→ **EXERCISE BRIEF**: Show each line below that contains the word "ceiling", copying it in full.
## START SUPPLIED INFORMATION
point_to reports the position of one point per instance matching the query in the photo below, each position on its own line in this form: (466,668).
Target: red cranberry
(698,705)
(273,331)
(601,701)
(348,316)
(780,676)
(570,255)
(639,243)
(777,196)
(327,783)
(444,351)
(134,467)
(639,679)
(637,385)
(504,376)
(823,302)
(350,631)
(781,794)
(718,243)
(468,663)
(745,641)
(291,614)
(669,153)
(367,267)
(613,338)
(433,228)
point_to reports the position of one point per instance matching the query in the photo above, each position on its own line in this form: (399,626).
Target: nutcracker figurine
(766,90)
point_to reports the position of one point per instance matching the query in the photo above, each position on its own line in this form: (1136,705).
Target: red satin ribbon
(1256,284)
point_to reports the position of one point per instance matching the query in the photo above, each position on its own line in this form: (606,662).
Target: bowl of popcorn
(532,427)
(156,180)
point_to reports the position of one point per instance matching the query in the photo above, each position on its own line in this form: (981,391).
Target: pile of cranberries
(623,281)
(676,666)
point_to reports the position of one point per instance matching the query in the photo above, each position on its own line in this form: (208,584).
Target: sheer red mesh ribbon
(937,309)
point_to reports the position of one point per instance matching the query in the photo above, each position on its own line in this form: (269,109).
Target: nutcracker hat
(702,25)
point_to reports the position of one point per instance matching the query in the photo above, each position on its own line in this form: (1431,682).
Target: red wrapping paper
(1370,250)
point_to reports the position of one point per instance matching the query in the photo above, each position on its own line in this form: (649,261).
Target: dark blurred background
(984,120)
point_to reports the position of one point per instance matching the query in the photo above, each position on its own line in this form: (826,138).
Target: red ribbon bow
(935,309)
## END SUPPLIED INFORMATION
## START SUPPLIED INFORMATION
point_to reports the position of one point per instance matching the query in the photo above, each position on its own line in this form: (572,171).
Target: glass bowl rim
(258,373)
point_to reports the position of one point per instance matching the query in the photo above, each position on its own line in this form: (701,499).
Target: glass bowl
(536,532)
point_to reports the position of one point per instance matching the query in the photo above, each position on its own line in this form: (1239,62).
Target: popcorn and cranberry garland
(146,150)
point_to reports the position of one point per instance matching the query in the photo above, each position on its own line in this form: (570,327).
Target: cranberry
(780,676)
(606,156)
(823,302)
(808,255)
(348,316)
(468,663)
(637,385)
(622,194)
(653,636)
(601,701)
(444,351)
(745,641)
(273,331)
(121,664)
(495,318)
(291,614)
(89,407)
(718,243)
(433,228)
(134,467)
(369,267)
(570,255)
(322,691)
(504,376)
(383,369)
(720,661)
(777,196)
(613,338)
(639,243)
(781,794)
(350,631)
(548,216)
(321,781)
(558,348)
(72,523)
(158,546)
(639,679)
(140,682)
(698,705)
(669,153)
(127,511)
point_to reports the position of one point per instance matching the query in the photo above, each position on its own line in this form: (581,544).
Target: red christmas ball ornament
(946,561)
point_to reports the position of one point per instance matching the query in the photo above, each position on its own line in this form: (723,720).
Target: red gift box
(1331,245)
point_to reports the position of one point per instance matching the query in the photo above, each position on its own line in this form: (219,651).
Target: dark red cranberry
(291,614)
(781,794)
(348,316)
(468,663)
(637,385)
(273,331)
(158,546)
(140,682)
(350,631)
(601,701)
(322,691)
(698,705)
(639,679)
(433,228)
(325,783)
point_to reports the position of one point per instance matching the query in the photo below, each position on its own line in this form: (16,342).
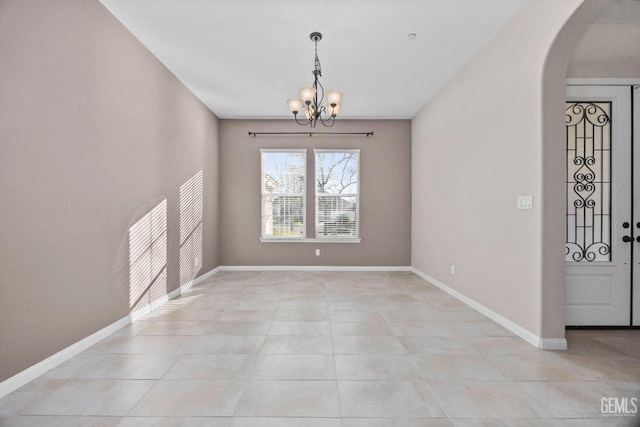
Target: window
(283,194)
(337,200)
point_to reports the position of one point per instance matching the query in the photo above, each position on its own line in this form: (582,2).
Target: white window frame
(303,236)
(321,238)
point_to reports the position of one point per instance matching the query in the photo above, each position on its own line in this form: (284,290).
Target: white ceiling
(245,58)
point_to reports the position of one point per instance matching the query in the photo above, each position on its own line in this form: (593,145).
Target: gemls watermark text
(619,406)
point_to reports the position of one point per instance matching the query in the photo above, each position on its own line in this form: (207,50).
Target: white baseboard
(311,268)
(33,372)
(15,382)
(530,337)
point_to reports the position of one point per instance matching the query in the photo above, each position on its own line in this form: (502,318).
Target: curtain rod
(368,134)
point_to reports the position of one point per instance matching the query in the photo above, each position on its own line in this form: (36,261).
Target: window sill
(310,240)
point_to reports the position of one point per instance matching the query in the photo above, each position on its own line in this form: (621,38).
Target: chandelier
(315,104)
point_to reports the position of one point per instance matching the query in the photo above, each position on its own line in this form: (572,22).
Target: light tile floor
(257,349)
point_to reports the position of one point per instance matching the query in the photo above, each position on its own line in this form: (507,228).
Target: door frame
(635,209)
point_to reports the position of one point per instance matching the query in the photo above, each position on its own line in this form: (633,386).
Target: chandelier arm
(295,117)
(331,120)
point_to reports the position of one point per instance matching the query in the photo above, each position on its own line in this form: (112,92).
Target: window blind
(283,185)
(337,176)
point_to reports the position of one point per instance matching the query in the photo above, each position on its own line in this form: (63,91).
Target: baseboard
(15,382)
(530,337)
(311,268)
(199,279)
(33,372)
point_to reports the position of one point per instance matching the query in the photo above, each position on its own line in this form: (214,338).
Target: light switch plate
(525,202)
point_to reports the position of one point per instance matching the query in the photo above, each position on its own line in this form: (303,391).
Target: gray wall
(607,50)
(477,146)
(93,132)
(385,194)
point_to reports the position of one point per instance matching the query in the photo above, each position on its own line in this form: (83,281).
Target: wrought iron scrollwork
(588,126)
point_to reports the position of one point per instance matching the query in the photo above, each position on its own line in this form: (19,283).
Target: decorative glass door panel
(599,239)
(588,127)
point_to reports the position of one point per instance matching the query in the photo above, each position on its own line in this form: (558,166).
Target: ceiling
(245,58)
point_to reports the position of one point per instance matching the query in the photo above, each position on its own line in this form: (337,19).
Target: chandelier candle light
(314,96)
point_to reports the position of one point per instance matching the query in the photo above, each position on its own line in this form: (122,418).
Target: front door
## END SUPPLIED INFORMATION
## START SUPPLIED INFORMATION
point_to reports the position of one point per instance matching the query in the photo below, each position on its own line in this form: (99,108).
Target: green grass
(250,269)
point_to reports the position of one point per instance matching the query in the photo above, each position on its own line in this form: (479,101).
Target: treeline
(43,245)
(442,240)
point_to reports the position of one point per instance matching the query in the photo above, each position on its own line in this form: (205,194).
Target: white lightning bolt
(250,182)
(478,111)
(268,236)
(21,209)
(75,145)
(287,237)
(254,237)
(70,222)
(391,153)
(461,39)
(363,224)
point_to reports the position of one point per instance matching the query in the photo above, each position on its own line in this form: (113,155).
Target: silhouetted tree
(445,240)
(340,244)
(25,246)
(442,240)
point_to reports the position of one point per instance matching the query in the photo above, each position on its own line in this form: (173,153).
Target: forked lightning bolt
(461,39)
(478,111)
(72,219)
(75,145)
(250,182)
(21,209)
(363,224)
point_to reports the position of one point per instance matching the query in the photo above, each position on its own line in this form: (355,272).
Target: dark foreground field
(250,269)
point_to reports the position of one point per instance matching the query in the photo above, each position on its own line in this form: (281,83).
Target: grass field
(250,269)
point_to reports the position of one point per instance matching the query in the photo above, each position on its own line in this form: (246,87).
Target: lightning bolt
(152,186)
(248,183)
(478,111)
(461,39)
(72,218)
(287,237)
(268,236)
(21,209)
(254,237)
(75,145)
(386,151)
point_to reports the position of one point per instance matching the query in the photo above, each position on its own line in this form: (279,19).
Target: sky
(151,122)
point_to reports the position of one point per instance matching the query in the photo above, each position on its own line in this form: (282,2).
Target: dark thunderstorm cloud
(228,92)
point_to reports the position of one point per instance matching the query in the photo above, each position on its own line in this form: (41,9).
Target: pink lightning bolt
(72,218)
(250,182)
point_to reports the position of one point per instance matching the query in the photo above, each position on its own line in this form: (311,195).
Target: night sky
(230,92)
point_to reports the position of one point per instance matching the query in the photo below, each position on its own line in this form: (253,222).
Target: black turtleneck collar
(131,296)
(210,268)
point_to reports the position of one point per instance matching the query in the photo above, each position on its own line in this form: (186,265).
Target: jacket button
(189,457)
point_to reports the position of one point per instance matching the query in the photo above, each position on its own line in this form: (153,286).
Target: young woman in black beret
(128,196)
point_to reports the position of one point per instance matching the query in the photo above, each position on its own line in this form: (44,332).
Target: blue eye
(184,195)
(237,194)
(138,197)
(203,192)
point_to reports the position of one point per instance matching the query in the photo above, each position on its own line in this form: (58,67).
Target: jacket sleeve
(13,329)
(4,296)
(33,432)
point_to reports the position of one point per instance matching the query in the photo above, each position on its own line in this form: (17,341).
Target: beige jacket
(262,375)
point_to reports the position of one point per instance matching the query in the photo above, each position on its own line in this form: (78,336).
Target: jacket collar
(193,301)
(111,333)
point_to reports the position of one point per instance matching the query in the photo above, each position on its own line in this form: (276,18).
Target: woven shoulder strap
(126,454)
## END SUPPLIED INFORMATION
→ **EXERCISE OUTPUT**:
Target: white ceiling
Target: ceiling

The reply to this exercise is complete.